◆ STORED DATA ◆
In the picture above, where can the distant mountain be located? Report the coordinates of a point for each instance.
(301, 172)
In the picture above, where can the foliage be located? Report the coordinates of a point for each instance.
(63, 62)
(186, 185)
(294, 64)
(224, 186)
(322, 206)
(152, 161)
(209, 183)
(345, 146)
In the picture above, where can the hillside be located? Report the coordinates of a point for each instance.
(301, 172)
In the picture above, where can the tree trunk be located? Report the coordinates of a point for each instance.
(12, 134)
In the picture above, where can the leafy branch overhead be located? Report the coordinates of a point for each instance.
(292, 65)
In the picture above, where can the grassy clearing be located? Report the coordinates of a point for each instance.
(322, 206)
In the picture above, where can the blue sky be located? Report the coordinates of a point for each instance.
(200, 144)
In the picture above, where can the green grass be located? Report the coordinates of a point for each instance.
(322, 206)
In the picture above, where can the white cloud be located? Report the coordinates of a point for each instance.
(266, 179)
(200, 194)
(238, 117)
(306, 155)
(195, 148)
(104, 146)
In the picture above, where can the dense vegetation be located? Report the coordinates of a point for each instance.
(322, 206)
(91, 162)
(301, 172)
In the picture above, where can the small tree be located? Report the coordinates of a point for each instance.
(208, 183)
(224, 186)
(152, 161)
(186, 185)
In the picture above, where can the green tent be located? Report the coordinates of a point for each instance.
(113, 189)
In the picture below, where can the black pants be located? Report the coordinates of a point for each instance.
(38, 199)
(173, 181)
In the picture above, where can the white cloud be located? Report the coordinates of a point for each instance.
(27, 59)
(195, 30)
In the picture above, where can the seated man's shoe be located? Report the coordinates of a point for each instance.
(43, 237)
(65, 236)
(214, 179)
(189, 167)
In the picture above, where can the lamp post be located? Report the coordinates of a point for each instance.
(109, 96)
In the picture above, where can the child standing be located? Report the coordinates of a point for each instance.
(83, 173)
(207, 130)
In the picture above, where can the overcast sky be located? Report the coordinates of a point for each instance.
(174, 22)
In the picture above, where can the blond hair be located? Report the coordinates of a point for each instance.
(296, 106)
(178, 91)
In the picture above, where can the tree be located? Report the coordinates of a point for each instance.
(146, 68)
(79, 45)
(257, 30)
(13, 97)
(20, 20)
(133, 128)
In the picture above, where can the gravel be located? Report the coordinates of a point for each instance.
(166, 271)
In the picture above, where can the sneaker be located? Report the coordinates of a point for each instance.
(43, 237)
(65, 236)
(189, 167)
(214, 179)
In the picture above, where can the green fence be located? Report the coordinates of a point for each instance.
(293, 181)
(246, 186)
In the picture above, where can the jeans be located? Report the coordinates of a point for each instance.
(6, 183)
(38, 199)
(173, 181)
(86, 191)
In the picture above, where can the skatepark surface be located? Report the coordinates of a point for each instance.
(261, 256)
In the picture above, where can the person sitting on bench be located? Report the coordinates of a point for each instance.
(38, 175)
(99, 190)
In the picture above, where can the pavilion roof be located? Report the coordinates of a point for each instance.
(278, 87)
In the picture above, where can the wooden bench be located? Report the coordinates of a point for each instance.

◆ TASK ITEM ◆
Restate the data word for word, leaving nothing out.

◆ TASK RESULT ◆
In the picture above, where can the distant mountain be located? Report the coordinates of a point for each instance.
(301, 172)
In the picture above, where can the foliage be located? Report the coordinates of a point for each instance.
(63, 62)
(186, 185)
(294, 64)
(224, 186)
(322, 206)
(152, 161)
(209, 183)
(345, 146)
In the picture above, where can the hillside be located? Report the coordinates of a point for each instance.
(301, 172)
In the picture above, where can the tree trunk be located? Report the coordinates of a point for each instance.
(12, 134)
In the picture above, where can the leafy branch overhead be located? Report the coordinates of a point for each instance.
(292, 65)
In the picture above, where can the grassy clearing be located? Report the coordinates of a point for each instance.
(322, 206)
In the picture above, where can the blue sky be located? Report the coordinates of a point for each instance.
(200, 144)
In the picture above, where can the green grass be located? Report the coordinates of a point for each instance.
(322, 206)
In the picture above, where can the white cloud be located? Report the coordinates of a point for each instance.
(266, 179)
(200, 194)
(238, 117)
(306, 155)
(195, 148)
(104, 146)
In the picture above, where can the dense vegetation be located? Report the coordinates of a point for each instance.
(322, 206)
(91, 162)
(301, 172)
In the picture above, where can the small tree be located? Report the coordinates of a point for each instance.
(208, 183)
(224, 186)
(152, 161)
(186, 185)
In the picture above, where can the green tent be located? Report the coordinates of a point for each instance.
(113, 189)
In the picture below, where can the black pants be located? Report the coordinates of a point for each instance.
(38, 199)
(173, 181)
In the picture above, where can the white cloud be located? Report the coordinates of a point for each instance.
(27, 59)
(195, 30)
In the picture above, where can the seated man's shoe be located? Report the coordinates of a point for each instance.
(43, 237)
(65, 236)
(214, 179)
(189, 167)
In the picture above, where can the lamp post be located? Report the coordinates of a point for each instance.
(109, 96)
In the picture above, where can the child standing be located? Report the coordinates of a point for each instance.
(83, 173)
(207, 130)
In the picture above, where can the overcast sky be located? Report the coordinates of a point for each instance.
(174, 22)
In the picture above, where can the blond hair be located? Report the coordinates of a point for each instance.
(296, 106)
(178, 91)
In the picture above, where can the tree be located? Report the coordinates of a point for each instance.
(146, 68)
(79, 45)
(257, 30)
(13, 97)
(20, 20)
(133, 128)
In the picture above, where can the gravel be located? Report the coordinates of a point for each instance.
(166, 271)
In the picture above, where can the sneaker be located? Report the coordinates of a point for each instance.
(43, 237)
(65, 236)
(189, 167)
(214, 179)
In the picture above, where can the green fence be located? Report the coordinates of a point for each instance.
(293, 181)
(246, 186)
In the picture above, where can the jeans be located? Report the coordinates of a point for each instance.
(6, 183)
(38, 199)
(173, 181)
(86, 191)
In the picture above, where can the skatepark surface be located? Report the coordinates of a point for each instance.
(261, 256)
In the picture above, where can the person sitting on bench be located? Report the coordinates of a point for each instance.
(38, 175)
(99, 190)
In the picture above, where can the pavilion roof be located? Report the coordinates of a point for each instance.
(278, 87)
In the picture above, where can the wooden bench be located? Report the coordinates of a point for each instance.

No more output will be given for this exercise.